OPDRACHTEN:
1. Door wie moet de stuurautomaat volgens de installatie-instructies worden gemonteerd?
2. Zet de installatie-instructies voor de hydraulische stuurautomaat voort, aansluitend op de laatste zin.

PAGINAFRAGMENT:
Garmin GHP Reactor Hydraulic Autopilot Installation manual [nl]

GHP™ Reactor
Hydraulisch
Installatie-instructies

Belangrijke veiligheidsinformatie

WAARSCHUWING
Lees de gids Belangrijke veiligheids- en productinformatie in de verpakking voor productwaarschuwingen en andere belangrijke informatie.
U bent verantwoordelijk voor de veilige en voorzichtige besturing van uw vaartuig. De stuurautomaat is een hulpmiddel waarmee u de boot beter kunt besturen. Dit ontheft u echter niet van uw verantwoordelijkheid om de boot veilig te besturen. Voorkom gevaarlijke navigatie en zorg ervoor dat het roer nooit onbemand is.
Wees altijd in staat om snel de handmatige besturing van uw boot over te nemen.
Oefen de bediening van de stuurautomaat op kalm en open water dat vrij is van gevaren.
Wees voorzichtig met het bedienen van de stuurautomaat in de buurt van gevaren op het water, zoals dokken, palen en andere boten.
LET OP
Pas tijdens het gebruik op voor hete motoronderdelen en elektromagnetische onderdelen en voorkom beklemming tussen bewegende onderdelen.
Het niet in overeenstemming met deze instructies installeren en onderhouden van dit toestel kan leiden tot schade of letsel.
KENNISGEVING
Om schade aan uw boot te voorkomen, moet de stuurautomaat door een gekwalificeerde nautische installateur worden gemonteerd. Voor een juiste installatie is speciale kennis van hydraulische stuurinrichtingen en nautische elektronische systemen vereist.

AANGELEVERDE GEGEVENS:
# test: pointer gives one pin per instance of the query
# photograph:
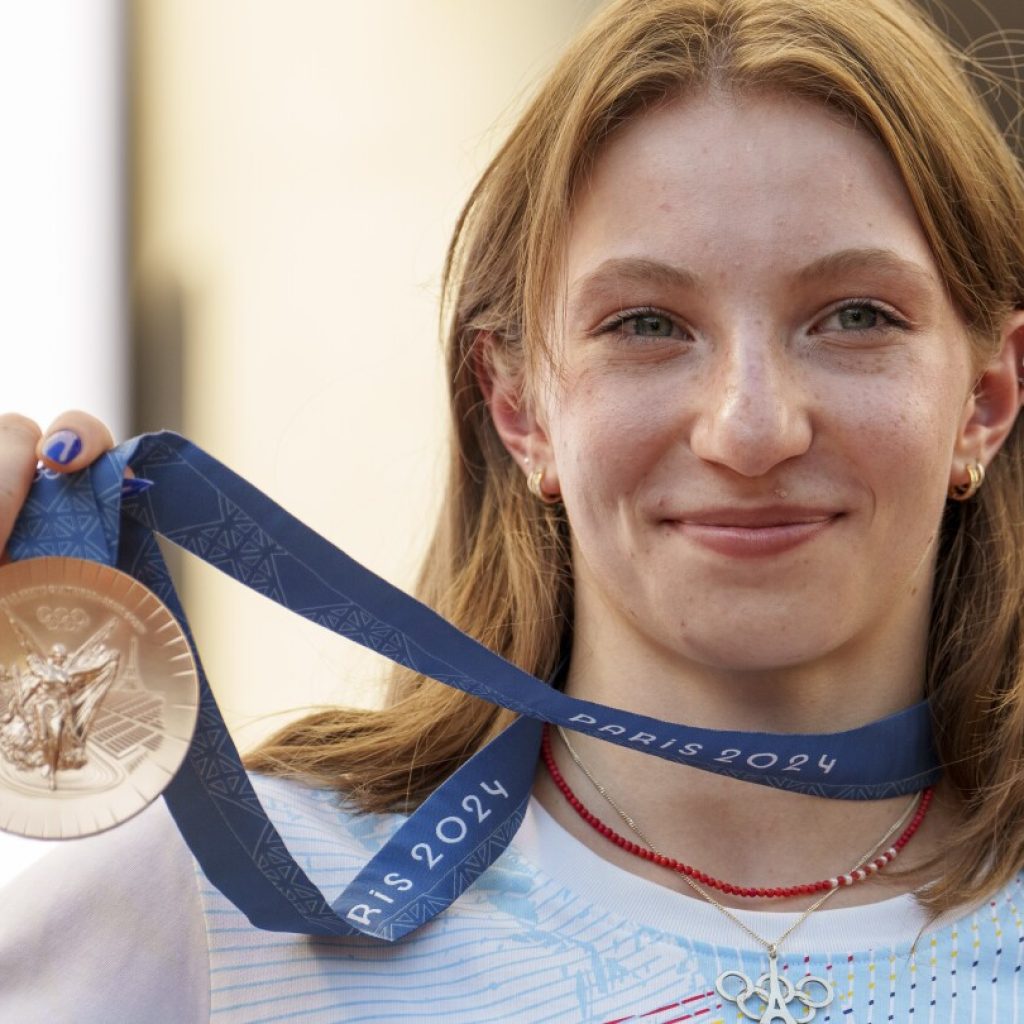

ANTWOORDEN:
1. Door een gekwalificeerde nautische installateur.

2.
De installatie voorbereiden

De stuurautomaat bestaat uit diverse onderdelen. Lees alle aandachtspunten betreffende de montage en aansluiting van de onderdelen goed door voordat u met de installatie begint. Om de installatiewerkzaamheden op de boot goed te plannen, moet u weten hoe de onderdelen samenwerken.
Raadpleeg de schema's (Schema voedings-/
gegevensaansluiting) voor een beter begrip van de
aandachtspunten bij montage en aansluiting. Leg bij het plannen van de installatie alle onderdelen op hun
plaats op de boot om te controleren of uw kabels lang genoeg zijn om elk onderdeel te bereiken. Zo nodig zijn verlengkabels
(afzonderlijk te koop) voor verschillende onderdelen verkrijgbaar bij uw Garmin® dealer of op www.garmin.com.
Noteer het serienummer van elk onderdeel ten behoeve van de registratie en garantie.

Benodigd gereedschap

• Veiligheidsbril
• Boormachine en boren
• Moersleutels
• 90 mm (3,5 in.) gatenzaag of slijptol
• Draadtangen/strippers
• Kruiskop- en platte schroevendraaiers
• Kabelbinders
• Waterdichte draadconnectors (draadmoeren) of krimpkousen en een brander
• Watervaste kit
• Corrosieremmende spray voor boten
• Draagbaar of handheld kompas (voor testen op magnetische interferentie)
• Hydraulische slang met krimpfittingen of vervangbare fittingen die een minimale classificatie hebben van 1000
2
lbf/in
• Hydraulische T-fittingen
• Inline hydraulische terugslagkleppen
• Hydraulische vloeistof
• Schroefdraadkit
• Hydraulisch ontluchtingsgereedschap
• Smeermiddel tegen vastlopen (optioneel)
OPMERKING: Bij de hoofdonderdelen van de stuurautomaat worden montageschroeven geleverd. Als de schroeven niet geschikt zijn voor het montageoppervlak, moet u zelf voor de juiste schroeven zorgen.

Overwegingen bij montage en aansluiting

De onderdelen van de stuurautomaat zijn via de meegeleverde kabels aangesloten op elkaar en op de voeding. Controleer of voor elk onderdeel de juiste kabel is gekozen en of elk onderdeel op een goede plaats staat voordat u de onderdelen monteert of aansluit.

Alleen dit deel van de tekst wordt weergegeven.